Point annotation dataset records
<<<<
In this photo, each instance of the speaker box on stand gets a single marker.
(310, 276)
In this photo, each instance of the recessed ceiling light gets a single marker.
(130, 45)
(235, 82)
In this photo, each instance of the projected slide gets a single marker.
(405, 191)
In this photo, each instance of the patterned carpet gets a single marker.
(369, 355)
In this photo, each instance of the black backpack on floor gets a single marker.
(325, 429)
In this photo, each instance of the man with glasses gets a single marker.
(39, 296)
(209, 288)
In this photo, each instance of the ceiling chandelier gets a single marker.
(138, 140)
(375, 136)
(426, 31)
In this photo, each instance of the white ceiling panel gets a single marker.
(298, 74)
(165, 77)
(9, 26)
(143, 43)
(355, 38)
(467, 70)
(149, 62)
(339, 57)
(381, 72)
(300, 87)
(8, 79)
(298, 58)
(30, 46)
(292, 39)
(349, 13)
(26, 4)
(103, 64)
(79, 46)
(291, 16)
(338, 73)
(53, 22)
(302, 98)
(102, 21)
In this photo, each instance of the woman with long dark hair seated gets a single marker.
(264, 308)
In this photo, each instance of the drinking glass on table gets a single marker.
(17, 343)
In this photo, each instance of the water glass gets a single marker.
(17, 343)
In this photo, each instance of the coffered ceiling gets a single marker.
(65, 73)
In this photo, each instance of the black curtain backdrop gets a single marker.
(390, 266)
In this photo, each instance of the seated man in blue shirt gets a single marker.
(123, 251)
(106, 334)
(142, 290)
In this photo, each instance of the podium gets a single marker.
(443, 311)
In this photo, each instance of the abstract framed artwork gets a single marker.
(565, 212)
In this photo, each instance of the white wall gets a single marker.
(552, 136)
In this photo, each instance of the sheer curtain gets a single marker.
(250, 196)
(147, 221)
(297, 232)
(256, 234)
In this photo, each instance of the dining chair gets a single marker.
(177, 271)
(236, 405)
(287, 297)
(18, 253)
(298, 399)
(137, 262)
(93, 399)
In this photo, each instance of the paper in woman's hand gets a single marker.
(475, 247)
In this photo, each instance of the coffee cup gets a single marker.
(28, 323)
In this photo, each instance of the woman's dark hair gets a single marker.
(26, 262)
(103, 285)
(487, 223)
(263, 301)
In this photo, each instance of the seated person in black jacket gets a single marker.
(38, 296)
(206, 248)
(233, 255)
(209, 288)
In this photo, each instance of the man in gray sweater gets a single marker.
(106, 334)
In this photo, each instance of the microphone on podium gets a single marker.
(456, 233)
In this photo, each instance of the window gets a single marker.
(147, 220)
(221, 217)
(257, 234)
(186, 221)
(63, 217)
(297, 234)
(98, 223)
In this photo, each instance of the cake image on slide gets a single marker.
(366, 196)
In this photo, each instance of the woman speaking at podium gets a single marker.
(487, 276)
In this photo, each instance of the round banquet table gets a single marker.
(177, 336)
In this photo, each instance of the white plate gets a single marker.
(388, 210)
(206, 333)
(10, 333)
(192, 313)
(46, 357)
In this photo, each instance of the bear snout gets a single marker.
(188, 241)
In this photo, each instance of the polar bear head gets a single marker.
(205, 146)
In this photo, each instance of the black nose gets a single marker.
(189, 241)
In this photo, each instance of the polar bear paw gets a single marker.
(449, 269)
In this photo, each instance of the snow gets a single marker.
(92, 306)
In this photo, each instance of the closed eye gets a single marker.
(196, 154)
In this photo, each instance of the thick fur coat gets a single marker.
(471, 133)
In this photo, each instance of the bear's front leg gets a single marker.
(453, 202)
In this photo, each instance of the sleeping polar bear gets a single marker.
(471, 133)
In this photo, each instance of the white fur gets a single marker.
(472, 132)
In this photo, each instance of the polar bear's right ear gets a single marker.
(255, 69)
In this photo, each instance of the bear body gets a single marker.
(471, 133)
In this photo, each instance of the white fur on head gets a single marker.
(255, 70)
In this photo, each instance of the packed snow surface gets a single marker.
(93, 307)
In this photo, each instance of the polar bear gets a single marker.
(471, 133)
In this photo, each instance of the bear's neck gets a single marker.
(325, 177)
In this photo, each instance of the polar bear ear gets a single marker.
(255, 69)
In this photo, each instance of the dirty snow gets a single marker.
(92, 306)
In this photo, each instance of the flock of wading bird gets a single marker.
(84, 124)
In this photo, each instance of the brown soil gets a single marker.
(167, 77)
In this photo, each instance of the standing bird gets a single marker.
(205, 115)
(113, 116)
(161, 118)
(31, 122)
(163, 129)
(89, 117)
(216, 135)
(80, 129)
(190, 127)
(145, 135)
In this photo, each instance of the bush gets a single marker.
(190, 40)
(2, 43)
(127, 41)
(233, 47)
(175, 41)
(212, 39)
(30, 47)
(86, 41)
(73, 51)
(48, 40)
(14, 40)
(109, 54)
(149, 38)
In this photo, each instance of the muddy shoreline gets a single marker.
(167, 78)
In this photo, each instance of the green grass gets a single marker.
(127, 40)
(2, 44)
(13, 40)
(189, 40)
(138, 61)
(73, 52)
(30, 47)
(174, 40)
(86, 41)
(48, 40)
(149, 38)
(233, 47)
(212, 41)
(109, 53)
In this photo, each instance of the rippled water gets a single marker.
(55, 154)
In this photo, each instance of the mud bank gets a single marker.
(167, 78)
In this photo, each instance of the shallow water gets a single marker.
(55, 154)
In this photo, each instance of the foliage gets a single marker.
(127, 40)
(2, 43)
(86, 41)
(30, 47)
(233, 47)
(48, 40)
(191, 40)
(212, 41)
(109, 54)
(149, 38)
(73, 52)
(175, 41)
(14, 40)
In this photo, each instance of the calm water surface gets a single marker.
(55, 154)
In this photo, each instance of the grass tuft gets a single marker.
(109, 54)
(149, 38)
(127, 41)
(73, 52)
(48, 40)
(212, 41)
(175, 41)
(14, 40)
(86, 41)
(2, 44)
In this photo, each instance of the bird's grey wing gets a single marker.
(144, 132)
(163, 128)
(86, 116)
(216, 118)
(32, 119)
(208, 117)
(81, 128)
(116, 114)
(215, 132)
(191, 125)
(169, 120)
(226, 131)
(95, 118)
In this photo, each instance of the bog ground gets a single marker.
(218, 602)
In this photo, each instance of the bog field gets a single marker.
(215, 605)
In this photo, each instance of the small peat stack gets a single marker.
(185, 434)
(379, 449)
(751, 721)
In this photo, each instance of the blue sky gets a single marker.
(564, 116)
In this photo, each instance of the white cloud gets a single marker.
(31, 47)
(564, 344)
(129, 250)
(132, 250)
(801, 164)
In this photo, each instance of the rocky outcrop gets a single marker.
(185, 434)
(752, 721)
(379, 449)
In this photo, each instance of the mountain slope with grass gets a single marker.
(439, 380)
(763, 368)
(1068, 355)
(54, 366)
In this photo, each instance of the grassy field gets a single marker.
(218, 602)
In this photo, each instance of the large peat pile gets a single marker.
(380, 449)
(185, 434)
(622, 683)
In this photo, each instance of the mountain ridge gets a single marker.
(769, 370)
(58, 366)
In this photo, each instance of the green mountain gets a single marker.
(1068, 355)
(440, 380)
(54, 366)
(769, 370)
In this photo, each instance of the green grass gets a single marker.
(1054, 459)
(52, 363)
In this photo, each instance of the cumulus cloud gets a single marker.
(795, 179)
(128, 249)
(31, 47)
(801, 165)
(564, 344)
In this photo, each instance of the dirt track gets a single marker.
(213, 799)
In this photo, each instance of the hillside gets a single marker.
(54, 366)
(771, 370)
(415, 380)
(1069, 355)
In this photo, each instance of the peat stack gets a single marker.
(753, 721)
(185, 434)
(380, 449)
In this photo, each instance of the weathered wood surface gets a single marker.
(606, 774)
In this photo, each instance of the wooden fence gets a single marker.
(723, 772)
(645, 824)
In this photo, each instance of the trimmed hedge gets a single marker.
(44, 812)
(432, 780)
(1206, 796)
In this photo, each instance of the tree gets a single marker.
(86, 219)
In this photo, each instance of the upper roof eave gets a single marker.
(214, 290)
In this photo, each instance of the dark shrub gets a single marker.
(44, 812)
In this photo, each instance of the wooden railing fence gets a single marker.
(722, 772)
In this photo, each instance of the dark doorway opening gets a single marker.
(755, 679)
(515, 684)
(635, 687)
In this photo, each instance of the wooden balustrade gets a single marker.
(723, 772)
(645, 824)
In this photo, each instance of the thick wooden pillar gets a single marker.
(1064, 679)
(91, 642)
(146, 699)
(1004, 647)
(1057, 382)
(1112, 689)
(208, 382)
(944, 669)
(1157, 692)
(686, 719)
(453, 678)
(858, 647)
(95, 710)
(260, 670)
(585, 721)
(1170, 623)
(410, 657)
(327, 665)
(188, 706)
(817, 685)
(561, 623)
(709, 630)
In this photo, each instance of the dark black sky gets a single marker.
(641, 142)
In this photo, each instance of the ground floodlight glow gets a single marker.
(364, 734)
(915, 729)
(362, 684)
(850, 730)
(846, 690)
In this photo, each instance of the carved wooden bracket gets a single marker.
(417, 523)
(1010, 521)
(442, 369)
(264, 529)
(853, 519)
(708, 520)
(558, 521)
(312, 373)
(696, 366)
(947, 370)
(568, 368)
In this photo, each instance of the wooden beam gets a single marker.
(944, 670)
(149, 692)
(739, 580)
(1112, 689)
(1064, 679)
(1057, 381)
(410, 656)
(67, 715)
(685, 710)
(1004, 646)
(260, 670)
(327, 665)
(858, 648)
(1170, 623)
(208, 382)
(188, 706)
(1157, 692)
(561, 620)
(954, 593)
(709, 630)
>>>>
Return the stretch of the material from the line containing "In this photo, each instance of the carved" through the end of the material, reproducing every line verbatim.

● **FINAL ANSWER**:
In this photo, each instance of the carved wooden bracket gets a single marker.
(417, 523)
(1010, 521)
(442, 369)
(264, 529)
(853, 519)
(708, 520)
(558, 521)
(312, 373)
(696, 366)
(947, 370)
(568, 368)
In this photo, each instance of the wooden beam gets a single marker.
(944, 670)
(149, 692)
(739, 580)
(1112, 689)
(1064, 679)
(1057, 381)
(410, 656)
(67, 715)
(685, 710)
(1004, 646)
(260, 670)
(327, 665)
(858, 648)
(1170, 623)
(208, 382)
(188, 706)
(1157, 692)
(561, 620)
(954, 593)
(709, 630)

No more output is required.